» DATA TO PROCESS:
● ● ●
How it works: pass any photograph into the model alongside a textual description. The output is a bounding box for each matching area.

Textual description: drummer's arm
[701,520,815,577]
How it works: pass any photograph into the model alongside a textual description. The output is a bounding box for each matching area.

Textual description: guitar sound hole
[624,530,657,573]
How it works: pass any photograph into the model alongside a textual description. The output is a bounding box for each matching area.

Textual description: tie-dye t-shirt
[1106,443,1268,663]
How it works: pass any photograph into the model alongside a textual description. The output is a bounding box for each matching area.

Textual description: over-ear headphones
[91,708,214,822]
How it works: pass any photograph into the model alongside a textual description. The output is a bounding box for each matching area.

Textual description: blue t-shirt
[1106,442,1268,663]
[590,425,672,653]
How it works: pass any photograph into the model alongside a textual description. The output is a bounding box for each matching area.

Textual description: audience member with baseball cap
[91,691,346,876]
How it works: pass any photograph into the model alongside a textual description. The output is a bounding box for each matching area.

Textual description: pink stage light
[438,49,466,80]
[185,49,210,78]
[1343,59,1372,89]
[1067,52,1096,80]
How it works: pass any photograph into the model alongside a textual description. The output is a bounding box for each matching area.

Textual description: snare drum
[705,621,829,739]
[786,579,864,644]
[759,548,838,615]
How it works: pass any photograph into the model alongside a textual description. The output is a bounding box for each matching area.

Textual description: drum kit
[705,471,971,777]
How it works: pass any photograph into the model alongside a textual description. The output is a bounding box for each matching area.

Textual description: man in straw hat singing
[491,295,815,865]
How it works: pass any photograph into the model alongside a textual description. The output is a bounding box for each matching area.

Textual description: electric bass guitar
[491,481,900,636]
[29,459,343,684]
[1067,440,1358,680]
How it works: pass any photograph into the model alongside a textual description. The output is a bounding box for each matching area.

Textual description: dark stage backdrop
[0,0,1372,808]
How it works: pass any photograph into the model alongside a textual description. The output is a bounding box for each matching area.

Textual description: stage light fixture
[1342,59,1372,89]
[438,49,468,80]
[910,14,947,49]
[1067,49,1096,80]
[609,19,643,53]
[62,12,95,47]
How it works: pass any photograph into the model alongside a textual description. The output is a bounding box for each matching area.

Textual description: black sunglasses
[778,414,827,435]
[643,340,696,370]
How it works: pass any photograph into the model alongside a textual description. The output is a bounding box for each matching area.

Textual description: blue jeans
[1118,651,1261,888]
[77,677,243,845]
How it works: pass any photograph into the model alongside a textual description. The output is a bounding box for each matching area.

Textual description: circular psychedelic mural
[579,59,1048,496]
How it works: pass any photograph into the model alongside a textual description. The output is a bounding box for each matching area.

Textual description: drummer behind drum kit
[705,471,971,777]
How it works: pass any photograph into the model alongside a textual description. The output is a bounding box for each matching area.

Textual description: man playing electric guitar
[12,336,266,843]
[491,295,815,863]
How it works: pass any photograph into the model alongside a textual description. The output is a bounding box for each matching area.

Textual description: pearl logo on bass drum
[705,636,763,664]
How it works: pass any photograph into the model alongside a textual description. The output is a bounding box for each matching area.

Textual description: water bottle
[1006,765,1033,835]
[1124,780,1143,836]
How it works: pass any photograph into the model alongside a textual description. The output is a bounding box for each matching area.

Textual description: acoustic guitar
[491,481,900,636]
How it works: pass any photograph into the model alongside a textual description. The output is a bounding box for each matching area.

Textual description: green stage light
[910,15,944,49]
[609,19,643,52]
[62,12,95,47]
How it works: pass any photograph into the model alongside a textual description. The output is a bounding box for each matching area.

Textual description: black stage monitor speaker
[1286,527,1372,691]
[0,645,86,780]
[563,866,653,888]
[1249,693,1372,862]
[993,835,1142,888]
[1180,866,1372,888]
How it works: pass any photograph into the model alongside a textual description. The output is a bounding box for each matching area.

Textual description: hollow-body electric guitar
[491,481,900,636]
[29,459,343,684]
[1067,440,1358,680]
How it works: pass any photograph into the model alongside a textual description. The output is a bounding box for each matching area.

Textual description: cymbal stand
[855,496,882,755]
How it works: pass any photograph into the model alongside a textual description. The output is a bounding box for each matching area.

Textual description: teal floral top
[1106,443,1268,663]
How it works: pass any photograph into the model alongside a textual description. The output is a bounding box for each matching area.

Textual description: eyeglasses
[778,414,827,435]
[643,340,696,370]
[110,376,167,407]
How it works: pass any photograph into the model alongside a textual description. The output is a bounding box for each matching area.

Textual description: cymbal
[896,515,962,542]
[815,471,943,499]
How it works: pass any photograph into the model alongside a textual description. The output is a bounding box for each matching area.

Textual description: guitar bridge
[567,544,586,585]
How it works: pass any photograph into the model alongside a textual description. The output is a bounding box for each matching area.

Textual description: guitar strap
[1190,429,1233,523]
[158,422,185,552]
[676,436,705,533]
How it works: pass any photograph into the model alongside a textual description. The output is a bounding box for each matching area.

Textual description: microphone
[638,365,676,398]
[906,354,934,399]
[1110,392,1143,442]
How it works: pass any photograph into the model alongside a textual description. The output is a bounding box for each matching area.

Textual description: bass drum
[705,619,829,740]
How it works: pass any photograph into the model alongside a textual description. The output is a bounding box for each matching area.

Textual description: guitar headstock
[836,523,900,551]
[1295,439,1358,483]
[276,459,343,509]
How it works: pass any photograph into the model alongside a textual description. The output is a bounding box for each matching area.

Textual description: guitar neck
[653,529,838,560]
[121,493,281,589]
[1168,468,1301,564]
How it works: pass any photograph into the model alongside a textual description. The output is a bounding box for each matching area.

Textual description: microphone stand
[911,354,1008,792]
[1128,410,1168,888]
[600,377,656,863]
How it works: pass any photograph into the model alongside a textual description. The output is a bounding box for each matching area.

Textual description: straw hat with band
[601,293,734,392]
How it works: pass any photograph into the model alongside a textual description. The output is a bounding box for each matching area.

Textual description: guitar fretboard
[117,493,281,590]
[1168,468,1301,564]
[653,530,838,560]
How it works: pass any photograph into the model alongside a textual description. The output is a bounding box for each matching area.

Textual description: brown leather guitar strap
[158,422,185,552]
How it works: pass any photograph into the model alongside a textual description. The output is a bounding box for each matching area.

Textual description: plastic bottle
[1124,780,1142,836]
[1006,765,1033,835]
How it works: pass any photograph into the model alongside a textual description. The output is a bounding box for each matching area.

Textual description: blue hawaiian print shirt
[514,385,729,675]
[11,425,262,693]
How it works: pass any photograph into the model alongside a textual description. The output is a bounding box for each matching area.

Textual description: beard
● ● ●
» TASK DESCRIPTION:
Rewrite the material above in full, changing every occurrence of "bounding box" to "bounding rectangle" and leaving all other text unchanged.

» ANSWER TO THIS EXERCISE:
How it works: pass any photograph into the model alongside a textual description. The output is a bounding rectangle for each matching area.

Textual description: drummer's arm
[701,520,815,577]
How it works: pass any photograph into the model alongside a textual description. The output is a bounding rectangle for each matching area.

Textual description: guitar sound hole
[624,530,657,573]
How it works: pass any photograph into the model alongside a textual description. The output is a bounding rectangle for each matching area.

Textual description: tie-dye t-shirt
[1106,443,1268,663]
How it works: pass any photograph into the model alongside a textual description. The output is a bounding rectangle for each matching area.

Textual description: over-ear headphones
[91,708,214,822]
How it works: pass any photograph into the model alongside a textual description. The output is a bounding rectangle for each matching area.

Textual description: blue t-shirt
[1106,442,1268,663]
[590,425,672,653]
How it works: pass any photograph into the model alongside a textual description. The output is a bounding rectangle for each matching area.

Textual description: audience member with baseball cap
[91,691,346,876]
How it works: pass any photograph into the model alongside a textual description. The output is a bounding rectangle for each matching area.

Textual description: pink stage light
[438,49,466,80]
[185,49,210,78]
[1343,59,1372,89]
[1067,52,1096,80]
How it works: pass any photograph into the model alongside a textual description. The output is a bounding rectangle for each matching area.

Textual description: snare drum
[705,621,829,739]
[786,579,864,644]
[759,548,838,615]
How it works: pass any photograph into the model alongside a textual description. The output is a bounding rectangle for each matching area.

Textual description: drum kit
[705,471,971,777]
How it works: pass any photograph into the model alongside a textual description. The output is a bounding rectangle for each matching area.

Textual description: man in straw hat singing
[491,295,815,865]
How it works: pass any photograph into the model alongside a textual description. The output is a bounding rectangle for each matching area.

Textual description: electric bass guitar
[491,481,900,636]
[29,459,343,684]
[1067,440,1358,680]
How it works: pass any photograph into the model alongside a textual description. The output is a bounding rectangle for each matching area.

Textual description: dark stage backdrop
[0,0,1372,808]
How it works: pass any photograph into the model alongside a textual description. The output is a bounding rectangle for each matching area.

Textual description: stage light fixture
[1342,59,1372,89]
[438,49,468,80]
[910,14,947,49]
[1067,49,1096,80]
[609,19,643,53]
[62,12,95,47]
How it works: pass any photograph into the model alongside a textual description. The output is a bounding rectangle for each matching area.

Textual description: black sunglasses
[778,414,827,435]
[643,340,696,370]
How it works: pass any photograph into the model alongside a textual description. The output is a bounding rectangle for each matching area.

Textual description: blue jeans
[1118,651,1261,888]
[77,677,243,845]
How it works: pass any photograph into the model alongside a textual description. The output is a bounding rectangle for each matching area.

Textual description: circular psychedelic mural
[579,59,1048,496]
How it works: pass any photograph into the model alongside a textual description. The output is a bounding rectangle for each matching area.

Textual description: drummer behind drum kit
[705,471,971,777]
How it works: pass any photograph into the model alongside a textual description. The output is a bounding rectangle for each matching area.

Textual description: man playing electric guitar
[12,336,266,843]
[491,295,815,863]
How it works: pass any photograph into the model alongside a textual description. The output is a bounding rectangle for each matching area.

Textual description: pearl logo on bass drum
[705,636,763,664]
How it works: pass any photograph into the model alongside a textual description. The output is a bounding rectangle for each matching area.

Textual description: water bottle
[1006,765,1033,835]
[1124,780,1143,836]
How it works: pass any photograph into the model alongside a textual description. The output is a bounding rectangle for each matching area.

Textual description: acoustic guitar
[491,481,900,636]
How it works: pass any photograph into the model alongside a textual description. The output is a bounding rectangle for each matching area.

Textual description: green stage light
[910,15,944,49]
[609,19,643,52]
[62,12,95,47]
How it works: pass any photograph into the model alongside a textual description. The output is a bounding rectangle for each matching area.

Textual description: black stage monitor speaker
[1286,527,1372,691]
[0,645,86,780]
[563,866,653,888]
[1249,693,1372,862]
[993,835,1142,888]
[1180,866,1372,888]
How it works: pass any photograph into the model alongside a textual description. The output is a bounding rectangle for each matching area.

Textual description: hollow-body electric guitar
[491,481,900,636]
[29,459,343,684]
[1067,440,1358,680]
How it works: pass any photograph into the model alongside a textual description. The output is a bounding rectangle for each matching area.

Textual description: cymbal stand
[855,496,882,755]
How it works: pass any photograph into the model alongside a textual description. The output is a bounding rectangle for each matching area.

Textual description: teal floral top
[1106,443,1268,663]
How it works: pass any photograph into the model alongside a textual description. The output is a bounding rectangle for each matching area.

Textual description: eyeglasses
[778,414,827,435]
[643,340,696,370]
[110,376,167,407]
How it works: pass any photograph into the model alongside a textual description. The output is a bounding rectangle for each matching area.

Textual description: cymbal
[896,515,962,542]
[815,471,943,499]
How it works: pass any photograph into the model alongside a textual description. The output is a bounding rectangle for each matching area.

Textual description: guitar bridge
[567,544,586,585]
How it works: pass any photograph into the model alongside a textual description. The output is a bounding rectangle for each matching area.

Textual description: guitar strap
[1190,429,1233,523]
[158,422,185,552]
[676,436,705,533]
How it works: pass any photograph into the model alongside a textual description. The output is a bounding rectangle for each matching area.

Textual description: microphone
[638,365,676,398]
[906,354,934,399]
[1110,392,1143,442]
How it works: pass any photograph into the model alongside a textual description. The output is a bounding rectangle for each matching area.

Textual description: bass drum
[705,619,829,740]
How it works: pass any photograph into the model alongside a textual description. The output is a bounding rectangle for each matching area.

Textual description: guitar headstock
[836,523,900,551]
[1295,439,1358,483]
[276,459,343,509]
How it works: pass any photograph into the model alongside a textual description. The output is a bounding rectangle for each matching area.

Textual description: guitar neck
[653,529,838,560]
[121,493,281,589]
[1168,468,1301,564]
How it works: pass any photograph into the model alongside a textual description. The output is a bounding rectangle for each matching area.

Textual description: microphone stand
[911,354,1008,792]
[1128,410,1168,888]
[600,377,656,863]
How it works: pass any photograph into the model alongside a textual description. The output is a bounding rectangle for each matching area.

Textual description: straw hat with band
[601,293,734,392]
How it works: pass any photograph into the model alongside a textual description. The output is a bounding rectangle for each matching area.

Textual description: guitar fretboard
[117,493,281,590]
[1168,468,1301,564]
[653,530,838,560]
How it works: pass any photograph into the model alongside a textual description. The output is a bounding rectangle for each matching area.

Textual description: brown leather guitar strap
[158,422,185,552]
How it works: pass any photograph into the model alongside a textual description. The output is a bounding rectangle for each matching area.

Textual description: plastic bottle
[1124,780,1142,836]
[1006,765,1033,835]
How it works: pass any photograph into the model alongside a textual description. The output is a bounding rectangle for each matching area.

Textual description: blue hawaiian print shirt
[514,385,729,675]
[11,425,262,693]
How it works: pass any photograph into the model alongside a textual description. The output is a bounding rectangle for each matching area.

Textual description: beard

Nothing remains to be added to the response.